Collected data entries
Start of Block

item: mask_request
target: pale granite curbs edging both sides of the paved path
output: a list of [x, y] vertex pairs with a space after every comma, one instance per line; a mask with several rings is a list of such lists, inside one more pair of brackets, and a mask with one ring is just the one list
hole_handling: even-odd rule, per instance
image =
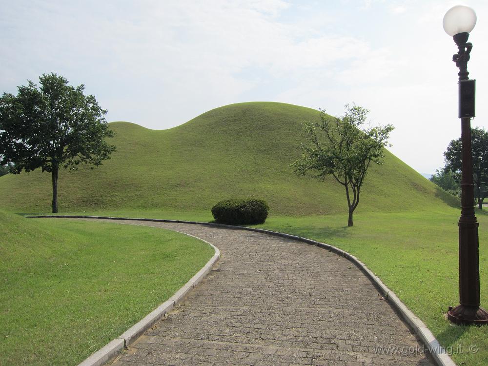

End of Block

* Task statement: Exclude the pictures and reproduce every entry exactly.

* Expected answer:
item: mask_request
target: pale granite curbs edging both sides of the paved path
output: a list of [x, y] vertex pairs with a space after every comma, one instance per line; a mask with several rings is a list of such lists, inside one more pair of brackets, and a mask with one ring is just the one list
hole_handling: even-odd rule, per instance
image =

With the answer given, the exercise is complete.